Your task is to copy every line of this material exactly.

========================

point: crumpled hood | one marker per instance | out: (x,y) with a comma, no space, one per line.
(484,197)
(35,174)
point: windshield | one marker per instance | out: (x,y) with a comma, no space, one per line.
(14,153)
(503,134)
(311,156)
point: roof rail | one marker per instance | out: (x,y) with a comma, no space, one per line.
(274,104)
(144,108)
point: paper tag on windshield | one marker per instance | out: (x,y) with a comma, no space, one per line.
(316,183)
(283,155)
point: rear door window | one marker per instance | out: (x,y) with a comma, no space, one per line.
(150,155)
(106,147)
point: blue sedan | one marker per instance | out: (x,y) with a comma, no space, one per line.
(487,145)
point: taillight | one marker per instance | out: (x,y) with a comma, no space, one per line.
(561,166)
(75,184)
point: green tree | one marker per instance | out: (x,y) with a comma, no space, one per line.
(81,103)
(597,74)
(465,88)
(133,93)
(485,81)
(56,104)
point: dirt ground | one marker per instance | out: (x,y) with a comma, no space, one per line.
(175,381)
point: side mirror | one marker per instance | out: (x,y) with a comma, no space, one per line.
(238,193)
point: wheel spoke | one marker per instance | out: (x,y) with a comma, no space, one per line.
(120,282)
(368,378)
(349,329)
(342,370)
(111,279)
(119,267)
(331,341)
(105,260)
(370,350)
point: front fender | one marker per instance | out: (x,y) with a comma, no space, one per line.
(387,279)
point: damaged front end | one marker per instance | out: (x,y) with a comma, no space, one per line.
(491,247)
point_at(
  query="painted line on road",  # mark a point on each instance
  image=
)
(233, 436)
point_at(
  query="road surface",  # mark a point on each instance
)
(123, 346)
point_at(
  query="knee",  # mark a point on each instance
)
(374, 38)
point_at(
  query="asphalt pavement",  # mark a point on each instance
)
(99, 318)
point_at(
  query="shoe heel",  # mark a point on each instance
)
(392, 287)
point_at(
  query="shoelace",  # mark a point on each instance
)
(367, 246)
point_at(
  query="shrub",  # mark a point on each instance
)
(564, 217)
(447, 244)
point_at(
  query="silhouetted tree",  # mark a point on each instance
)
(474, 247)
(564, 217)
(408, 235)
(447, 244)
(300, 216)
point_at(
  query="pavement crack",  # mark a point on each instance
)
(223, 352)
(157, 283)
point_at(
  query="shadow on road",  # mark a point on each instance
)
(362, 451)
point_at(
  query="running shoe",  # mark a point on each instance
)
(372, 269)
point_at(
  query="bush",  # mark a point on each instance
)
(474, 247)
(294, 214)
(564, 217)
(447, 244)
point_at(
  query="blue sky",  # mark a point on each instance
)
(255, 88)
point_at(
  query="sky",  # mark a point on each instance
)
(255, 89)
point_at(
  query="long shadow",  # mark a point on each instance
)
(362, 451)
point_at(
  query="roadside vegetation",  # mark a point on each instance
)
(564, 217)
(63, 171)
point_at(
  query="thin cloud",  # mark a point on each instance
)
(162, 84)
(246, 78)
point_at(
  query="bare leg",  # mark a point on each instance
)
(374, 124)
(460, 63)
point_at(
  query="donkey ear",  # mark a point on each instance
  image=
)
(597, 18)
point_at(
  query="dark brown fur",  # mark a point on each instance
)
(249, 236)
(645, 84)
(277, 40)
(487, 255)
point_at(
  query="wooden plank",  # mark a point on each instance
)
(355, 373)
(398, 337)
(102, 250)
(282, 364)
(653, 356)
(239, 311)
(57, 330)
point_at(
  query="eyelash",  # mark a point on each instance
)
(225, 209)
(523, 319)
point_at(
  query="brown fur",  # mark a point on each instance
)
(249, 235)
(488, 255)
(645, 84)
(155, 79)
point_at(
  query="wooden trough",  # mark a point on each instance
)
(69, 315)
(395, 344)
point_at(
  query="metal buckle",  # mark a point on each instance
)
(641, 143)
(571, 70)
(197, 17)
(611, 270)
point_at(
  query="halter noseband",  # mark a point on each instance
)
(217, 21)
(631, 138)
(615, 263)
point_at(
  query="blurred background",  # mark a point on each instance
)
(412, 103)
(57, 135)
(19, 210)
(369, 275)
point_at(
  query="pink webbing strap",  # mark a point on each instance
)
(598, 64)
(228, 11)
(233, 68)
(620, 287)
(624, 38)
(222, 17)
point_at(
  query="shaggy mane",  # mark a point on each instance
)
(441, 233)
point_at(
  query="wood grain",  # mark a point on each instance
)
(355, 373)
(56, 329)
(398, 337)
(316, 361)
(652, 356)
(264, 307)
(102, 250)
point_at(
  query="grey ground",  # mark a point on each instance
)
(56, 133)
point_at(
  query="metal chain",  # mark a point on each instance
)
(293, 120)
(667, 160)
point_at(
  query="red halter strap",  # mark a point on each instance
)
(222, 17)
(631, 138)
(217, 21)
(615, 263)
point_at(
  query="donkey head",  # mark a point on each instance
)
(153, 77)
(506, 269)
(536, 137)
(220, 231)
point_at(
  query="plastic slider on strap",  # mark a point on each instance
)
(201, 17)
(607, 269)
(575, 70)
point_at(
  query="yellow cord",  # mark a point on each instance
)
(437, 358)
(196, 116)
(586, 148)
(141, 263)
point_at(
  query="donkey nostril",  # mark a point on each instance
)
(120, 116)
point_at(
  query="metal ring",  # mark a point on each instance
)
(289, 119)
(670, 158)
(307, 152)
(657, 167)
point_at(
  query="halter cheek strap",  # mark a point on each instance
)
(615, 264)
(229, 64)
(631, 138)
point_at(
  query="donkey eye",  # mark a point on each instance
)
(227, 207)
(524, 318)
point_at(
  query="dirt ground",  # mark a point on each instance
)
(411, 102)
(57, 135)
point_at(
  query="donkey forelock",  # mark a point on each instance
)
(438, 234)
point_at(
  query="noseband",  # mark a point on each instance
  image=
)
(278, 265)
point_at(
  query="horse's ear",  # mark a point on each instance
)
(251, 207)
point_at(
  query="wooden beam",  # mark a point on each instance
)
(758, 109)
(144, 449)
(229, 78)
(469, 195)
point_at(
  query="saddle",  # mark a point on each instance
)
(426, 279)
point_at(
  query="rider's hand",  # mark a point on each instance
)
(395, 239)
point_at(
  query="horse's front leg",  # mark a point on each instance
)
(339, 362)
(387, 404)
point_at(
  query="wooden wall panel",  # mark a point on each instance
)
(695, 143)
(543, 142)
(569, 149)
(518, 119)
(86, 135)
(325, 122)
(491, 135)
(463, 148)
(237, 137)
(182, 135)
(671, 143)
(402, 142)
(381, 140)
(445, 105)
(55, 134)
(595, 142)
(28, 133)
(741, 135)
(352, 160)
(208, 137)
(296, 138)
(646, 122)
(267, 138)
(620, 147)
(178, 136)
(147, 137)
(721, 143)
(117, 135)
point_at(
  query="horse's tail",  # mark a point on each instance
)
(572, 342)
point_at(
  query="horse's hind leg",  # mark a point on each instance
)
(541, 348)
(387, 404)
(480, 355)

========================

**Solved problem**
point: crumpled hood | one marker per instance | out: (x,y) with a comma, no space, one per line.
(484,197)
(35,174)
point: windshield | one marker per instance | out: (x,y) with a comma, no space, one per line.
(14,153)
(503,134)
(311,156)
point: roof rail | one marker per instance | out: (x,y) with a comma, no space, one per line.
(274,104)
(144,108)
point: paper tag on windshield | one marker per instance | out: (x,y) with a comma, no space, one per line.
(316,183)
(283,155)
point: rear door window | one marker per instance | out: (x,y) with a comma, no space, one per line.
(150,155)
(106,147)
point: blue sedan | one marker per instance | out: (x,y) with a comma, no space, one per line.
(487,145)
point: taillight | one marker per instance | out: (x,y) with a comma, no space, one per line.
(561,166)
(75,184)
point: green tree | one marker per instance | out: (x,y) with a comma, no space, one per line.
(81,103)
(597,74)
(465,88)
(133,93)
(485,81)
(56,104)
point: dirt ground | one marker per instance | out: (x,y) with a comma, no space, one per line.
(175,381)
point: side mirror | one marker per instance | out: (x,y) with a comma, no space, one per line.
(238,193)
point: wheel spoke | one marker per instance | out: (x,y) with a comma, no space, one per line.
(120,282)
(368,378)
(349,329)
(342,370)
(111,279)
(119,267)
(331,341)
(105,260)
(370,350)
point: front fender | one marker per instance | out: (x,y) with a comma, no space, one per line.
(387,279)
point: damaged front end | one marker per instance | out: (x,y) with a comma, no space, one per line.
(491,247)
point_at(
  query="painted line on road",  # mark a point on each instance
  image=
)
(233, 436)
point_at(
  query="road surface",  # mark a point on each instance
)
(123, 346)
point_at(
  query="knee",  # mark a point on each instance
)
(374, 38)
point_at(
  query="asphalt pavement",  # mark a point on each instance
)
(99, 318)
point_at(
  query="shoe heel",  # mark a point on each instance
)
(392, 287)
point_at(
  query="shoelace",  # mark a point on each instance
)
(367, 246)
point_at(
  query="shrub",  # mark a point on each instance
)
(564, 217)
(447, 244)
point_at(
  query="silhouetted tree",  # mark a point on each instance
)
(474, 247)
(564, 217)
(408, 235)
(447, 244)
(300, 216)
point_at(
  query="pavement crack",  # mark a point on each instance
)
(223, 352)
(157, 283)
point_at(
  query="shadow on road",  # mark a point on each instance
)
(362, 451)
point_at(
  query="running shoe",  # mark a point on each instance
)
(372, 269)
point_at(
  query="bush",  # mark a point on each instance
)
(474, 247)
(294, 214)
(564, 217)
(447, 244)
point_at(
  query="blue sky",  # mark a point on each instance
)
(255, 88)
point_at(
  query="sky",  # mark a point on each instance
)
(255, 89)
point_at(
  query="long shadow",  # mark a point on each instance
)
(362, 451)
point_at(
  query="roadside vegetation",  # mark a point on each instance
)
(564, 217)
(63, 171)
point_at(
  query="thin cloud",  # mark a point on each instance
)
(162, 84)
(246, 78)
point_at(
  query="bare leg",  # mark a point on each instance
)
(374, 124)
(460, 63)
point_at(
  query="donkey ear",  # mark a point on each instance
  image=
)
(597, 18)
point_at(
  query="dark brown fur",  # mark a point on each instance
)
(249, 236)
(645, 84)
(277, 40)
(487, 255)
point_at(
  query="wooden plank",  # mark a point on each instance
)
(355, 373)
(398, 337)
(102, 250)
(282, 364)
(653, 356)
(239, 311)
(57, 330)
point_at(
  query="eyelash",  # mark a point on each instance
)
(225, 209)
(523, 319)
point_at(
  query="brown fur",  # mark a point on each instance
)
(249, 235)
(488, 255)
(645, 84)
(155, 79)
point_at(
  query="wooden trough",  # mark a point on each instance
)
(69, 315)
(395, 344)
point_at(
  query="metal buckle",  # mark a point on each instance
)
(641, 143)
(571, 70)
(197, 17)
(611, 270)
point_at(
  query="halter noseband",  # mark a point on each instance
)
(217, 21)
(631, 138)
(615, 263)
point_at(
  query="blurred background",  # mark a point on each instance
)
(412, 103)
(57, 135)
(19, 210)
(369, 275)
point_at(
  query="pink webbing strap",  # mark a point on each instance
)
(598, 64)
(228, 11)
(233, 68)
(620, 287)
(624, 38)
(222, 17)
point_at(
  query="shaggy mane",  # mark a point on each instance
)
(441, 233)
point_at(
  query="wood grain",  # mark a point on each instance
)
(355, 373)
(56, 329)
(398, 337)
(316, 361)
(652, 356)
(264, 307)
(102, 250)
point_at(
  query="grey ground",  # mark a point on each instance
)
(56, 133)
point_at(
  query="metal chain",  # mark a point on each instance
)
(293, 120)
(667, 160)
point_at(
  query="red halter strap",  # mark a point on each instance
)
(222, 17)
(631, 138)
(217, 21)
(615, 263)
point_at(
  query="donkey head",  # mark a point on each instance
)
(153, 77)
(506, 269)
(536, 137)
(220, 231)
point_at(
  query="plastic slider on strap",  # mark a point on each instance
)
(201, 17)
(607, 269)
(575, 70)
point_at(
  query="yellow cord",  # mark a point on each instance
)
(437, 358)
(196, 116)
(586, 148)
(141, 263)
point_at(
  query="donkey nostril",  # mark a point on each instance
)
(120, 116)
point_at(
  query="metal ring",  # mark a point on each instance
)
(289, 119)
(670, 158)
(307, 152)
(657, 167)
point_at(
  query="halter cheek strap",  # mark a point on each instance
)
(615, 264)
(229, 64)
(631, 138)
point_at(
  query="donkey eye",  # mark a point on each instance
)
(227, 207)
(524, 318)
point_at(
  query="dirt ground",  # mark a point on each instance
)
(411, 102)
(57, 135)
point_at(
  query="donkey forelock",  # mark a point on each instance
)
(438, 234)
point_at(
  query="noseband",  # mark a point on each instance
  image=
)
(278, 265)
point_at(
  query="horse's ear",  # mark a point on each instance
)
(251, 207)
point_at(
  query="wooden beam",  # mark a point on each instance
)
(758, 109)
(144, 449)
(229, 78)
(469, 195)
point_at(
  query="saddle",  # mark a point on each instance
)
(426, 279)
point_at(
  query="rider's hand",  # mark a point on each instance
)
(395, 239)
point_at(
  query="horse's front leg",  # mark a point on each instance
)
(339, 362)
(387, 404)
point_at(
  query="wooden wall panel",  # mark a point on each instance
)
(695, 143)
(543, 142)
(569, 149)
(518, 119)
(86, 135)
(325, 122)
(491, 135)
(463, 148)
(237, 137)
(182, 135)
(671, 143)
(402, 142)
(381, 140)
(445, 105)
(55, 134)
(595, 142)
(28, 133)
(741, 135)
(352, 160)
(208, 137)
(296, 138)
(646, 122)
(267, 138)
(620, 147)
(178, 136)
(147, 137)
(721, 143)
(117, 135)
point_at(
  query="horse's tail",  # mark a point on each instance
)
(572, 342)
point_at(
  query="horse's hind leg",  # mark a point on each instance
)
(541, 348)
(387, 404)
(480, 355)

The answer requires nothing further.